■ What needs to be done ■
Filter the listing below down to the lines with the word "before" and copy those.

::::

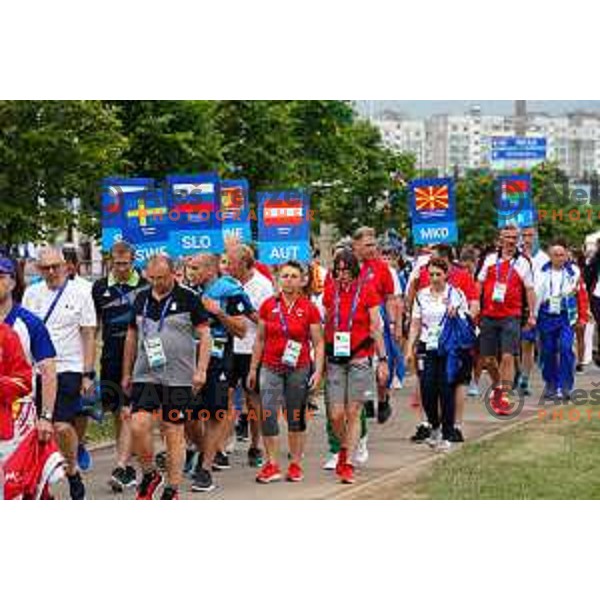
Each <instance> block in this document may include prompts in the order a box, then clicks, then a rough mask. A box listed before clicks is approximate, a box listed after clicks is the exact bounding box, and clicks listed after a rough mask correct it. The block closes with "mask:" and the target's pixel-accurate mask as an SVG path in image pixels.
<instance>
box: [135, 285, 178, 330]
mask: <svg viewBox="0 0 600 600" xmlns="http://www.w3.org/2000/svg"><path fill="white" fill-rule="evenodd" d="M150 294H152V292H150ZM149 300H150V295H149V296H148V297H147V298H146V302H144V312H143V314H142V331H143V332H144V335H145V336H146V337H147V335H148V331H147V328H146V317H147V315H148V301H149ZM172 301H173V294H169V296H168V297H167V301H166V302H165V305H164V306H163V309H162V312H161V313H160V321H159V322H158V333H160V332H161V331H162V328H163V325H164V324H165V317H166V316H167V311H168V310H169V307H170V306H171V302H172Z"/></svg>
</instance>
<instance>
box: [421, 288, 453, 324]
mask: <svg viewBox="0 0 600 600" xmlns="http://www.w3.org/2000/svg"><path fill="white" fill-rule="evenodd" d="M451 295H452V286H451V285H448V300H447V301H446V304H447V308H446V310H445V312H444V314H443V315H442V318H441V319H440V321H439V323H438V324H437V327H440V328H441V326H442V325H443V324H444V321H445V320H446V317H447V316H448V309H449V308H450V297H451ZM423 326H424V327H425V329H429V327H428V326H427V325H426V324H425V323H423Z"/></svg>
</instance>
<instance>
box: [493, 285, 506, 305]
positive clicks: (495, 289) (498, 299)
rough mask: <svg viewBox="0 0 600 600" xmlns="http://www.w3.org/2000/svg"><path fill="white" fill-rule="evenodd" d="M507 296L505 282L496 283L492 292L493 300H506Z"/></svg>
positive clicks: (494, 301)
mask: <svg viewBox="0 0 600 600" xmlns="http://www.w3.org/2000/svg"><path fill="white" fill-rule="evenodd" d="M505 297H506V284H505V283H495V284H494V290H493V292H492V301H493V302H504V298H505Z"/></svg>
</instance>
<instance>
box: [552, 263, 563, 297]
mask: <svg viewBox="0 0 600 600" xmlns="http://www.w3.org/2000/svg"><path fill="white" fill-rule="evenodd" d="M552 271H553V269H550V297H551V298H552V297H553V296H554V294H553V293H552ZM564 284H565V269H564V267H563V268H562V269H561V278H560V288H559V290H558V295H559V296H562V290H563V286H564Z"/></svg>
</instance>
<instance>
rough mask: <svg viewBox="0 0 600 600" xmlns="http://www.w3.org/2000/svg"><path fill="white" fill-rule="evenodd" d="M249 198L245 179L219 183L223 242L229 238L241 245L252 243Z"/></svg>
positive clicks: (226, 240) (249, 195) (228, 181)
mask: <svg viewBox="0 0 600 600" xmlns="http://www.w3.org/2000/svg"><path fill="white" fill-rule="evenodd" d="M249 196H250V194H249V186H248V182H247V181H246V180H245V179H235V180H234V179H224V180H223V181H221V220H222V228H223V238H224V239H225V241H227V239H228V238H230V237H235V238H237V239H239V240H240V241H241V242H243V243H247V242H250V241H252V230H251V227H250V199H249Z"/></svg>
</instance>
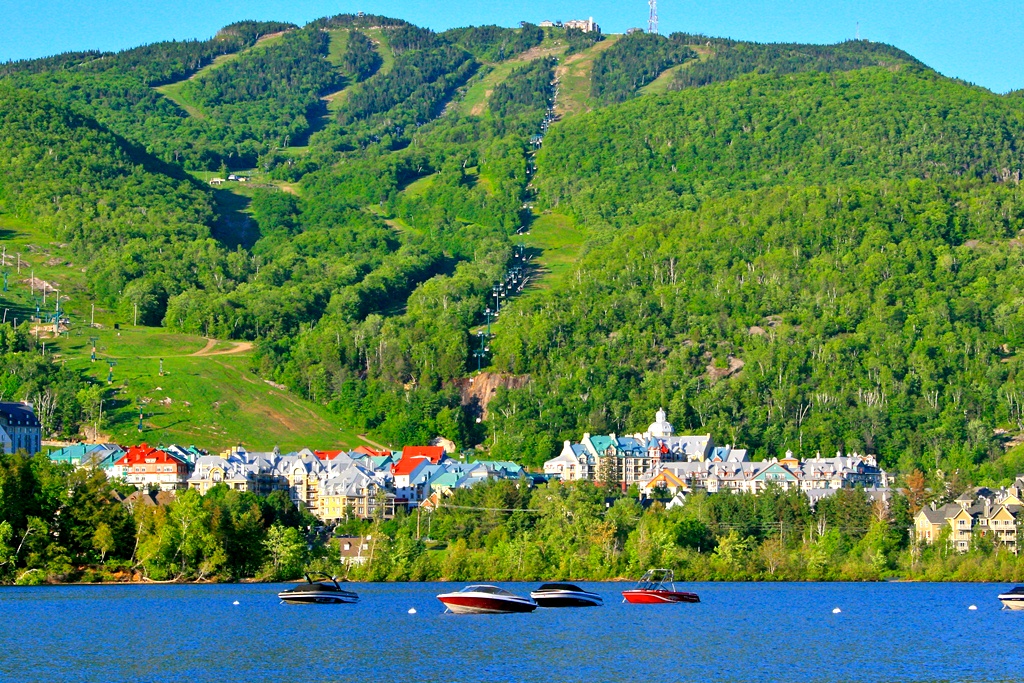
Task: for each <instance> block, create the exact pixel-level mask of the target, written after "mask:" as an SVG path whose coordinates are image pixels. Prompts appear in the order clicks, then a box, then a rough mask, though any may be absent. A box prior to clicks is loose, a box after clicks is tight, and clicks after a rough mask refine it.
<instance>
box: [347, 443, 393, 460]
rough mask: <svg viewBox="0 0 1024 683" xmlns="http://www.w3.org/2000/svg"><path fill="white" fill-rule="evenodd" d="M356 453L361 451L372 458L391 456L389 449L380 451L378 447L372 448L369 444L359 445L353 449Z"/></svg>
mask: <svg viewBox="0 0 1024 683" xmlns="http://www.w3.org/2000/svg"><path fill="white" fill-rule="evenodd" d="M352 451H353V452H355V453H361V454H362V455H364V456H370V457H371V458H379V457H384V456H390V455H391V452H390V451H388V450H387V449H381V450H380V451H378V450H376V449H371V447H370V446H369V445H357V446H355V447H354V449H352Z"/></svg>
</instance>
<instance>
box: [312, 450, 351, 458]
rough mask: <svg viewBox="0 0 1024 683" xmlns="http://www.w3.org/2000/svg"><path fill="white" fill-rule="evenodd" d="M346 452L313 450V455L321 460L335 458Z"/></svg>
mask: <svg viewBox="0 0 1024 683" xmlns="http://www.w3.org/2000/svg"><path fill="white" fill-rule="evenodd" d="M343 453H345V452H344V451H313V455H314V456H316V457H317V458H319V459H321V460H334V459H335V458H337V457H338V456H339V455H341V454H343Z"/></svg>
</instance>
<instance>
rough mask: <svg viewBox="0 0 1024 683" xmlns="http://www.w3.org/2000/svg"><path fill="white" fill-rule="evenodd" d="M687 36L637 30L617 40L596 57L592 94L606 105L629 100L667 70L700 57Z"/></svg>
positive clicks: (594, 62)
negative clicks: (597, 56) (666, 36)
mask: <svg viewBox="0 0 1024 683" xmlns="http://www.w3.org/2000/svg"><path fill="white" fill-rule="evenodd" d="M687 38H688V36H683V35H681V34H672V35H671V36H669V37H668V38H666V37H665V36H658V35H656V34H647V33H634V34H630V35H629V36H626V37H625V38H623V39H621V40H618V41H616V42H615V44H614V45H612V46H611V47H610V48H608V49H607V50H605V51H604V52H601V54H600V55H599V56H598V57H597V59H595V60H594V73H593V75H592V76H591V94H592V95H593V96H594V98H595V99H597V100H598V101H599V102H601V103H602V104H613V103H615V102H622V101H625V100H627V99H629V98H630V97H632V96H633V95H634V94H636V92H637V90H639V89H640V88H642V87H643V86H645V85H647V84H648V83H650V82H651V81H653V80H654V79H655V78H657V75H658V74H660V73H662V72H664V71H665V70H667V69H671V68H672V67H675V66H676V65H681V63H683V62H684V61H686V60H688V59H694V58H696V56H697V55H696V52H694V51H693V50H692V49H690V48H689V47H688V46H687V44H686V42H685V41H686V39H687Z"/></svg>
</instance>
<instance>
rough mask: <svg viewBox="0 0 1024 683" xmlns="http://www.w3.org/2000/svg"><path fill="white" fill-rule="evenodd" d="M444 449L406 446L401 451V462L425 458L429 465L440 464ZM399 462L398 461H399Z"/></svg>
mask: <svg viewBox="0 0 1024 683" xmlns="http://www.w3.org/2000/svg"><path fill="white" fill-rule="evenodd" d="M443 457H444V449H443V447H442V446H439V445H407V446H406V447H403V449H402V450H401V460H406V459H407V458H426V459H427V460H429V461H430V464H431V465H436V464H438V463H439V462H441V458H443ZM399 462H400V461H399Z"/></svg>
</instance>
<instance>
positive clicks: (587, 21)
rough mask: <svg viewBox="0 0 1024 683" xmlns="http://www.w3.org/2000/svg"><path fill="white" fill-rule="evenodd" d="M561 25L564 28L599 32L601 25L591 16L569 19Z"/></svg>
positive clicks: (591, 31)
mask: <svg viewBox="0 0 1024 683" xmlns="http://www.w3.org/2000/svg"><path fill="white" fill-rule="evenodd" d="M562 27H563V28H565V29H579V30H580V31H583V32H584V33H601V27H599V26H597V23H596V22H594V17H593V16H591V17H589V18H586V19H569V20H568V22H563V23H562Z"/></svg>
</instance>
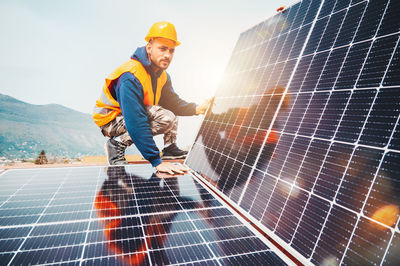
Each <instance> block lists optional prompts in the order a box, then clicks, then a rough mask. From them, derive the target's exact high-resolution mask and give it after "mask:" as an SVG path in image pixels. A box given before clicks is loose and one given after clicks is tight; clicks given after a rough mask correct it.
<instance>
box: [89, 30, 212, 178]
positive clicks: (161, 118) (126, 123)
mask: <svg viewBox="0 0 400 266" xmlns="http://www.w3.org/2000/svg"><path fill="white" fill-rule="evenodd" d="M145 40H146V41H147V45H146V46H144V47H139V48H137V49H136V52H135V53H134V54H133V55H132V57H131V60H129V61H128V62H126V63H124V64H123V65H121V66H120V67H118V68H117V69H116V70H115V71H114V72H113V73H112V74H111V75H110V76H108V77H107V78H106V82H105V85H104V87H103V91H102V94H101V96H100V98H99V99H98V100H97V101H96V106H95V108H94V111H93V119H94V121H95V123H96V124H97V125H98V126H99V127H100V128H101V131H102V133H103V135H104V136H106V137H109V138H110V139H109V140H108V141H107V143H106V144H105V151H106V154H107V160H108V162H109V164H111V165H121V164H127V162H126V160H125V149H126V148H127V146H130V145H132V144H133V143H134V144H135V145H136V147H137V148H138V149H139V151H140V152H141V154H142V155H143V157H144V158H145V159H146V160H148V161H149V162H150V163H151V164H152V165H153V166H154V167H155V168H156V169H157V170H158V171H160V172H168V173H170V174H173V173H183V172H184V171H186V170H187V168H186V167H184V166H182V165H176V164H172V163H169V162H163V161H162V159H167V158H184V157H185V156H186V154H187V152H186V151H183V150H181V149H179V148H178V147H177V145H176V134H177V125H178V124H177V117H176V115H181V116H190V115H199V114H204V113H205V111H206V110H207V108H208V105H209V102H210V101H207V102H205V103H204V104H202V105H196V104H195V103H187V102H186V101H184V100H182V99H180V98H179V96H178V95H177V94H176V93H175V91H174V90H173V88H172V83H171V78H170V76H169V75H168V74H167V73H166V72H165V70H166V69H167V68H168V66H169V64H170V63H171V60H172V58H173V55H174V52H175V47H176V46H178V45H179V44H180V42H179V41H178V39H177V34H176V31H175V27H174V25H173V24H171V23H169V22H158V23H155V24H154V25H153V26H152V27H151V28H150V30H149V32H148V34H147V36H146V38H145ZM158 134H164V149H163V152H162V154H163V156H162V158H160V152H159V150H158V148H157V146H156V144H155V142H154V139H153V135H158Z"/></svg>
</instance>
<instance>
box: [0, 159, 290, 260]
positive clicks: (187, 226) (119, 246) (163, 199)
mask: <svg viewBox="0 0 400 266" xmlns="http://www.w3.org/2000/svg"><path fill="white" fill-rule="evenodd" d="M153 169H154V168H152V167H151V165H132V166H111V167H77V168H54V169H27V170H8V171H5V172H3V173H2V174H1V175H0V264H1V265H37V264H46V265H51V264H57V265H58V264H63V265H132V264H134V265H164V264H182V265H183V264H185V265H222V264H235V263H252V264H264V265H265V264H273V265H287V264H286V262H290V260H288V259H287V258H286V257H285V256H284V255H282V253H281V252H280V251H279V250H277V249H276V248H275V247H274V246H273V245H272V249H271V248H270V247H269V246H270V244H269V242H268V241H267V240H266V239H265V238H264V237H263V236H262V235H261V234H260V233H259V232H258V231H256V230H254V228H252V227H251V226H249V224H248V223H247V222H246V221H245V220H244V219H243V218H242V217H240V216H238V215H237V214H236V213H233V212H232V210H231V209H230V208H229V206H227V205H226V204H225V203H223V201H220V200H217V199H216V198H215V197H214V195H213V194H212V193H210V192H209V191H208V190H207V189H206V188H205V187H203V186H202V185H201V183H199V182H198V181H197V179H196V178H193V177H192V176H191V175H189V174H187V175H183V176H178V177H165V176H161V178H160V176H159V175H158V174H156V173H154V170H153ZM278 254H279V256H278ZM282 258H283V259H282ZM285 261H286V262H285Z"/></svg>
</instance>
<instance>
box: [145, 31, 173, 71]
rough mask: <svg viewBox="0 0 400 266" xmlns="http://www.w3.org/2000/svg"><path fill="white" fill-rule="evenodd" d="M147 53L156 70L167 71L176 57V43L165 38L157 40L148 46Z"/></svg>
mask: <svg viewBox="0 0 400 266" xmlns="http://www.w3.org/2000/svg"><path fill="white" fill-rule="evenodd" d="M146 51H147V55H148V56H149V59H150V62H151V63H152V66H153V67H154V68H155V70H156V71H159V70H165V69H167V68H168V66H169V64H170V63H171V60H172V57H173V56H174V52H175V42H173V41H171V40H168V39H164V38H155V39H153V40H151V41H150V42H149V43H148V44H147V45H146Z"/></svg>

::::

■ Solved problem ■
Each <instance> block in this document may include prompts in the order a box, then clicks, then a rough mask. A box listed before clicks is approximate, a box listed after clicks is the exact bounding box, and clicks listed after a rough mask correct it. The block closes with "mask:" and the target's pixel-accurate mask as an SVG path in image pixels.
Each <instance> block lists optional prompts in the order a box, then clicks, then a rough mask. From them, derive the target's exact high-resolution mask and give it after "mask:" as an SVG path in image pixels. A box given before clicks is loose and one given after clicks is tight; clicks given after a rough mask correct it.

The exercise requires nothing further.